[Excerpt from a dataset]
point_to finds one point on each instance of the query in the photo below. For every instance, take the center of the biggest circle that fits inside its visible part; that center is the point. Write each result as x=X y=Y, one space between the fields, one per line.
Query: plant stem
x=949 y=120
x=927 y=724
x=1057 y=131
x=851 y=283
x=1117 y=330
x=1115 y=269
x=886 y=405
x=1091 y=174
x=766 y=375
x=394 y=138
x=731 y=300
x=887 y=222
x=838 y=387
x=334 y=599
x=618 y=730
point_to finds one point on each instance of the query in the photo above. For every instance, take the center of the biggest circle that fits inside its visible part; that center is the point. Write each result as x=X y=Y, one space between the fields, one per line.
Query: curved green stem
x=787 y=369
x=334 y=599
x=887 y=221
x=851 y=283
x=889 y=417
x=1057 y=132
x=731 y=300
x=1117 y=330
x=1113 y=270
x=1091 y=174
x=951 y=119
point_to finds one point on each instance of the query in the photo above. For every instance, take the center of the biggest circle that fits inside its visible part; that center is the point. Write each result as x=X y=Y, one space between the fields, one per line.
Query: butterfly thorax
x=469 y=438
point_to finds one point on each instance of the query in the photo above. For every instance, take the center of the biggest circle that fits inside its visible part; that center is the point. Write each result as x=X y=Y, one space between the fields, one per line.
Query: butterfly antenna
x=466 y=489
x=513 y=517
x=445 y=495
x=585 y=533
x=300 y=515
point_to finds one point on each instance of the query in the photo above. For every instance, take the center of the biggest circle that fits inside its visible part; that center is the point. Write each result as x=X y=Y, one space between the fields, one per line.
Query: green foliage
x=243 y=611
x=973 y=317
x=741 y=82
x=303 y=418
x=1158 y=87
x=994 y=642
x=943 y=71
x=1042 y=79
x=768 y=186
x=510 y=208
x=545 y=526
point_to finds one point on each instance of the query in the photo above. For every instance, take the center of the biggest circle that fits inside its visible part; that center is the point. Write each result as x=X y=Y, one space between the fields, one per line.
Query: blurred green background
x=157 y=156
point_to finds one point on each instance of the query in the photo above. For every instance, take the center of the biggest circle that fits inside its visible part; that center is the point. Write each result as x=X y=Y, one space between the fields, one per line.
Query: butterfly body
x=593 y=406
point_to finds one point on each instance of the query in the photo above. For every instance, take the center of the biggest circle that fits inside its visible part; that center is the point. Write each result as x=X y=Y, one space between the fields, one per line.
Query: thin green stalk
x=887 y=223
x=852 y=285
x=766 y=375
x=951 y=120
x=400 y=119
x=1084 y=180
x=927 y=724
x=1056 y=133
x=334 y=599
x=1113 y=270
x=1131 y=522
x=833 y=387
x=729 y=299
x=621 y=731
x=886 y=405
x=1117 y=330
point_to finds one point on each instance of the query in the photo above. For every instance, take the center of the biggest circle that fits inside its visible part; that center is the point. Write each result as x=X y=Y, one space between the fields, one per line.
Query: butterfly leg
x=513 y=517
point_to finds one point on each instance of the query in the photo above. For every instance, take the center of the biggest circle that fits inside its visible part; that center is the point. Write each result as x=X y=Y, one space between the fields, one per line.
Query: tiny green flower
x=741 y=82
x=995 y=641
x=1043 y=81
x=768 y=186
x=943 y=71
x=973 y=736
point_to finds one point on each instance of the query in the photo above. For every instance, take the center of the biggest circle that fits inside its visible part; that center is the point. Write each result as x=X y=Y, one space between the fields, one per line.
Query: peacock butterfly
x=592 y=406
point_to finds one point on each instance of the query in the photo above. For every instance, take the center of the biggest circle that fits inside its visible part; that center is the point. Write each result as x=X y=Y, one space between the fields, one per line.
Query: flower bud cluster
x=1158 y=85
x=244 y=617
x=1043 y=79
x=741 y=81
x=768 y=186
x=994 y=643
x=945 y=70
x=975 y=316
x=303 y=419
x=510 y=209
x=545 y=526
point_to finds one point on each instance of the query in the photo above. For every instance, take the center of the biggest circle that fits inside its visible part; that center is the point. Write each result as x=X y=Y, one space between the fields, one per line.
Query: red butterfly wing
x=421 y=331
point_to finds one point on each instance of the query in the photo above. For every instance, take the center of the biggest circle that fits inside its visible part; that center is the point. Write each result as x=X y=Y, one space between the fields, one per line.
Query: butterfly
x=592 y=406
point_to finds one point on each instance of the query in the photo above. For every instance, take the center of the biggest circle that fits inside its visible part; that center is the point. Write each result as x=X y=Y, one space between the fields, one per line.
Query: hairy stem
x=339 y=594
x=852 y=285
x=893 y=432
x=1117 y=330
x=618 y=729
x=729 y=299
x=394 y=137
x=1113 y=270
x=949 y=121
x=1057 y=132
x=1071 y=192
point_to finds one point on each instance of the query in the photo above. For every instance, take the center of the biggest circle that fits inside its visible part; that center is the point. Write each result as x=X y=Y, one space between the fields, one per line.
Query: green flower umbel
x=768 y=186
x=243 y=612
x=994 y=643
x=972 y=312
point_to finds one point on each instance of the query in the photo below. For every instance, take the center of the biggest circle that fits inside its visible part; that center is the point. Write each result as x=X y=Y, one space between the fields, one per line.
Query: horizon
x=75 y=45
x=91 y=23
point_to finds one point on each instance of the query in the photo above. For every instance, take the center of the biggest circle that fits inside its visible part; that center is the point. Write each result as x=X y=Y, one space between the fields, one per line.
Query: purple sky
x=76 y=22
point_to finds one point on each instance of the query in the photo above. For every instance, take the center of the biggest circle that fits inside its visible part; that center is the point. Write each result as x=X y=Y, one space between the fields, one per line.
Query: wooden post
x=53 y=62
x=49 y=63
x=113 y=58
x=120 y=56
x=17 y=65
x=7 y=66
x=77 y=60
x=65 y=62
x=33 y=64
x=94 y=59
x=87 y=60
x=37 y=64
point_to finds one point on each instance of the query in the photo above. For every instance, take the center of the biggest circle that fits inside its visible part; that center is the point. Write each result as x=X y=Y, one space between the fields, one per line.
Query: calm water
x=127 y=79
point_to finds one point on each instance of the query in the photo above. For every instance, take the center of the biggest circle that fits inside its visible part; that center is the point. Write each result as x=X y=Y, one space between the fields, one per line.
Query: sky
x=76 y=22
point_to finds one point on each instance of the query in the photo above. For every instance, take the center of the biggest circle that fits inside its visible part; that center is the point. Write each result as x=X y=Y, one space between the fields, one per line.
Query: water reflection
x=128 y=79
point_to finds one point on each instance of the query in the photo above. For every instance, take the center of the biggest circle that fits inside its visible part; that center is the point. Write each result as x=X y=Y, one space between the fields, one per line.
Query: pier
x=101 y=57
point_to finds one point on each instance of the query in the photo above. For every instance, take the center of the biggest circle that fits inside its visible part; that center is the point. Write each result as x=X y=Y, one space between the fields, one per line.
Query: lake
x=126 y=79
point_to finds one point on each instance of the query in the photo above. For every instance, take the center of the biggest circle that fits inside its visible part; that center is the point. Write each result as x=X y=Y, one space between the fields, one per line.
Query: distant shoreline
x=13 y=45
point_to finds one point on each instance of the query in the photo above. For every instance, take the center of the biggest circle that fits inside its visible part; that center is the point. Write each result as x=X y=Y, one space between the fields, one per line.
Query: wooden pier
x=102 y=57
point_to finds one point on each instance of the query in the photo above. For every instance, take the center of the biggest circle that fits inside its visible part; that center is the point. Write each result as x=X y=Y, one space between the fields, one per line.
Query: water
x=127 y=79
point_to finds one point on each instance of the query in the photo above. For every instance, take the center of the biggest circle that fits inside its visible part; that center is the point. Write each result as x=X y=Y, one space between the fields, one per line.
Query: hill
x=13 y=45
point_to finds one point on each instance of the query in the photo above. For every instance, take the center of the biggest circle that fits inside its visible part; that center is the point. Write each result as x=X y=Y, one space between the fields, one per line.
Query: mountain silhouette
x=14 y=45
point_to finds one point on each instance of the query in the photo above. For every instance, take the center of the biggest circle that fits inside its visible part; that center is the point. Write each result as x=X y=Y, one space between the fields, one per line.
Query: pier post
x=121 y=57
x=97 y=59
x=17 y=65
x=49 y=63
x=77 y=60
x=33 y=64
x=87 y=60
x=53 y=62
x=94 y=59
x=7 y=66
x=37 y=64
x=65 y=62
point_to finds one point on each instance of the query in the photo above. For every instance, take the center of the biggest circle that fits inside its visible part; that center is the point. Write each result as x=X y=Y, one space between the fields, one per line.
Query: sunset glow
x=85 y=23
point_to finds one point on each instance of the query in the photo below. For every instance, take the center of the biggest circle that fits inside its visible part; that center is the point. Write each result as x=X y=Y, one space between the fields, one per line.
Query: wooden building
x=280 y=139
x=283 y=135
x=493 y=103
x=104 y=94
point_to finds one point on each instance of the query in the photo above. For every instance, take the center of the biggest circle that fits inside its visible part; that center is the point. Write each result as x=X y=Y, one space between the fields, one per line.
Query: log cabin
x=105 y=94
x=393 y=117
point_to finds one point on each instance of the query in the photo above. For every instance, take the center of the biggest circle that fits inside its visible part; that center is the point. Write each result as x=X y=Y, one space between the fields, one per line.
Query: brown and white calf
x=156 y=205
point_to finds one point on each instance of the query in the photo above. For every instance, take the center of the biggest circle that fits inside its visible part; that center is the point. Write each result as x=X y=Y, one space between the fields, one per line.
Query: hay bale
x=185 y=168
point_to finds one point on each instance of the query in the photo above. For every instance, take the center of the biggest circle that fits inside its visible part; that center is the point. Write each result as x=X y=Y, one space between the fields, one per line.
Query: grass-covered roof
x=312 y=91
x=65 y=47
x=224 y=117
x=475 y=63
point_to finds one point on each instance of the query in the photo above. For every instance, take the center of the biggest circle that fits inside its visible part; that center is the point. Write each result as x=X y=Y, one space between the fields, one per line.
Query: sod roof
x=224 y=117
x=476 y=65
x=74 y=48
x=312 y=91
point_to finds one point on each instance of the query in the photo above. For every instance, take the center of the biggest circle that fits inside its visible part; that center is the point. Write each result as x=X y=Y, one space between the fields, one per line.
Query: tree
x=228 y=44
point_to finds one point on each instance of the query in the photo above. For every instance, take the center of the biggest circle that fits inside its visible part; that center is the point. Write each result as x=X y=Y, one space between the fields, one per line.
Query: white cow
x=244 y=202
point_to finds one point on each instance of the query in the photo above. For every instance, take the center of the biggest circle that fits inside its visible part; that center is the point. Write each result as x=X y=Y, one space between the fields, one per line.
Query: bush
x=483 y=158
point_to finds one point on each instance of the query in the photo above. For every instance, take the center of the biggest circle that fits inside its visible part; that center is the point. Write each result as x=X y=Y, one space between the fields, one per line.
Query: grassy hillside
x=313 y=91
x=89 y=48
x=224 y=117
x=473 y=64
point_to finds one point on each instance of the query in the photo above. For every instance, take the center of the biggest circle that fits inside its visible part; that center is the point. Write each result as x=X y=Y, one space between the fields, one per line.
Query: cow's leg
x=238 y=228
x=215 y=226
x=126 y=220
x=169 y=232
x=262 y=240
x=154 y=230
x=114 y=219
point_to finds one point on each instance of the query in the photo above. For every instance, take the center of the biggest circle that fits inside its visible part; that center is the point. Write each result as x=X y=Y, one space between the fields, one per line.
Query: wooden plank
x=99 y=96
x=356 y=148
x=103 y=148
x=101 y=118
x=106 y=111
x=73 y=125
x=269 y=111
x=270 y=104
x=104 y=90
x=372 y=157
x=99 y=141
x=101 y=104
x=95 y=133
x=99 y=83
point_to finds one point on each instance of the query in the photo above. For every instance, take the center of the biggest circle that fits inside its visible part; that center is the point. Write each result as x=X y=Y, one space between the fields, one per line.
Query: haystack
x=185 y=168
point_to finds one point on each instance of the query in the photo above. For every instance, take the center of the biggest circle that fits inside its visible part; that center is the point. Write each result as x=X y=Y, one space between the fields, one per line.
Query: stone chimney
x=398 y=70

- [TASK GOAL]
Rename "stem" to "stalk" in the lines from the first line through the line containing "x=951 y=119", leaving everything else unchanged.

- [RESPONSE TO THIS EXERCISE]
point_to finds one point on each instance of the query in the photo below. For every instance, take the center of the biggest circle that fits inside its visible part; that center is the point. Write each result as x=X y=Y, one space between the fields, one per line.
Query: plant stalk
x=949 y=120
x=927 y=724
x=1057 y=131
x=851 y=283
x=1117 y=330
x=1115 y=269
x=886 y=405
x=1091 y=174
x=766 y=375
x=394 y=138
x=731 y=300
x=887 y=222
x=838 y=387
x=334 y=599
x=618 y=730
point_to finds one point on each instance of the query in the photo above. For every instance, take the center of the biggest circle that fits inside its visible part; that center is the point. Write each result as x=X y=Y, one space between the fields, one per line.
Query: curved green stalk
x=787 y=369
x=334 y=599
x=887 y=221
x=851 y=283
x=889 y=417
x=1057 y=132
x=731 y=300
x=1117 y=330
x=1113 y=270
x=1091 y=174
x=951 y=119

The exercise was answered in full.